Extrait du texte:
---+---

EN DIRECT DE CANNES : CRONENBERG EN DEUIL

Les Linceuls de David Cronenberg

Sexe, morts et vidéos HD : bienvenue en CronenbergLand

Avec The Substance, Coralie Fargeat a repompé David Cronenberg dans les grandes largeurs et mis le feu à la Croisette. Mais le public cannois va-t-il préférer la copie à l’original, l’élève sous-douée au maître du body horror, comme on dit, qui avait arrêté le cinéma en 2014 pour s’occuper de sa femme qui était en train de mourir d’un cancer ? En 2022, Cronenberg est sorti de sa retraite avec Les Crimes du futur, où il mixait sexe et bistouri, douleur et orgasme, et transformait les épreuves traversées en œuvre d’art. Deux ans plus tard, il poursuit dans la même veine avec Les Linceuls, quasiment un film autobiographique où il expose son chagrin, son impossibilité à revenir à la vie (« cela fait des décennies que je n’ai pas séduit une femme ») ou dans le monde des vivants. Vincent Cassel, qui s’est fait la tête de son réalisateur, incarne un producteur inconsolable depuis la mort de sa femme. Pour tenter de lui survivre, il s’est lancé dans une entreprise de pompes funèbres du troisième type, avec caméras HD dans les cercueils qui permettent s’assister à la décomposition du cadavre en live sur son smartphone. Bientôt, il découvre que plusieurs tombes ont été profanées que les caméras ont été hackées. Et c’est parti pour un cauchemar cotonneux de deux heures, avec complots obscurs, du body horror (avec une scène de sexe entre le héros et sa femme mutilée, dont les os se brisent pendant l’étreinte, qui enfonce l’intégralité du grotesque The Substance), dans un futur proche à la fois quotidien et terriblement différent. Avec une incroyable économie de moyens, une belle science du hors champ, le cinéaste canadien t’offre une visite guidée – en Tesla immaculée, s’il vous plait – dans le CronenbergLand (le film est bourré de références au Festin nu, à Faux Semblants, aux Crimes du futur), te balade au pays de la mort et du chagrin, et génère une incroyable sensation d’étrange étrangeté, où même l’apesanteur semble être différente… Le spectateur ne peut que se recroqueviller dans son fauteuil, attendre le prochain coup de pelle, tandis que le linceul le recouvre progressivement. Dans cet aller simple vers l’oubli, il est épaulé par un très sobre Vincent Cassel, habillé en full Saint Laurent (qui a produit ce drôle objet qui pourrait s’attirer les foudres cannoises) et Diane Kruger dans son plus beau(x) rôle(s). Bienvenue dans le mausolée Cronenberg.

---+---

Données fournies:
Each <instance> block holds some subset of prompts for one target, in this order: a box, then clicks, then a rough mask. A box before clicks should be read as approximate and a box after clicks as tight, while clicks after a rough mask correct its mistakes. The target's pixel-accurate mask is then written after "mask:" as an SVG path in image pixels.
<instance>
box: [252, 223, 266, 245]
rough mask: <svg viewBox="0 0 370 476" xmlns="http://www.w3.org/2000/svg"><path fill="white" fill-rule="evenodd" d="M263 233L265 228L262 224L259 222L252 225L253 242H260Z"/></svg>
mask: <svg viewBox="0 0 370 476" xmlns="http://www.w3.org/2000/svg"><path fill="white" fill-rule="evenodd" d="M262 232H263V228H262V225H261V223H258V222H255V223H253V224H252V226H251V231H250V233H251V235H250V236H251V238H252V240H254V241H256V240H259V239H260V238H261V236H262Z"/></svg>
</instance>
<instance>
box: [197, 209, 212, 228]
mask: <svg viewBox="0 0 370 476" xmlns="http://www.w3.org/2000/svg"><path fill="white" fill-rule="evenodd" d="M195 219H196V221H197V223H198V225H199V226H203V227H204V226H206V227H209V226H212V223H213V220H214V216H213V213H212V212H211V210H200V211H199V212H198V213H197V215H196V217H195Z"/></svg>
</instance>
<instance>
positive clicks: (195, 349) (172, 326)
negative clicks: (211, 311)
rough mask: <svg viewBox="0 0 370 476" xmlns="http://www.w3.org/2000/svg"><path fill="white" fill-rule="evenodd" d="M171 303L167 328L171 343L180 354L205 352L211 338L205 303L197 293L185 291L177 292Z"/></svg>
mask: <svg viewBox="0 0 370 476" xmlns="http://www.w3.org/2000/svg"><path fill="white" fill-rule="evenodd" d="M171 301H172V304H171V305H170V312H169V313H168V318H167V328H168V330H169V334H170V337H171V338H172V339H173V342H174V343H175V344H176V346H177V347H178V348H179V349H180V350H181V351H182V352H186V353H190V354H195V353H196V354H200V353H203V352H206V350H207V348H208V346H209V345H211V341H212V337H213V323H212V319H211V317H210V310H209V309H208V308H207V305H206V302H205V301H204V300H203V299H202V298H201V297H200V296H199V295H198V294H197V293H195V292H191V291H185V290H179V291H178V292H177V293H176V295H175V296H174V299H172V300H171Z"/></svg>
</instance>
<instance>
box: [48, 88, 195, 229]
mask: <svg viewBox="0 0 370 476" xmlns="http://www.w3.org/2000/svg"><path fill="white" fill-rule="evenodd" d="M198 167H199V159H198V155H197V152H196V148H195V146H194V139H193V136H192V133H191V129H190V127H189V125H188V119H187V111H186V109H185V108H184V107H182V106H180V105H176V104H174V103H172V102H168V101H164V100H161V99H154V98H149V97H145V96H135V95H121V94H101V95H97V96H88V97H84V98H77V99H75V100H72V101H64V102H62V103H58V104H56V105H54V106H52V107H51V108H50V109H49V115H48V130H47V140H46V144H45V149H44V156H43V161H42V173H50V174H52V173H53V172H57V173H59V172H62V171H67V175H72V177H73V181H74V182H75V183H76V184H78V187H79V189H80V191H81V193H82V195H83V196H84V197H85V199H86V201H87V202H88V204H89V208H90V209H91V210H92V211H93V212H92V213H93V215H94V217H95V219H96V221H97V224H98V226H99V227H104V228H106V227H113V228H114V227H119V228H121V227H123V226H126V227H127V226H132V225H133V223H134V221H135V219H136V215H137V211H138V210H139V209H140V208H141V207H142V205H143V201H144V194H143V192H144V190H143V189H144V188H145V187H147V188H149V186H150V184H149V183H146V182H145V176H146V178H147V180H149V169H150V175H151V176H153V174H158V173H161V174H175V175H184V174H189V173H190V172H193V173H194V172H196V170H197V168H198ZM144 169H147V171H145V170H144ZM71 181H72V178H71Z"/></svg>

---+---

Consigne: Relevez toutes les personnes que l'extrait sur Les Linceuls désigne par leur prénom et leur nom.

Votre réponse:
David Cronenberg
Coralie Fargeat
Vincent Cassel
Diane Kruger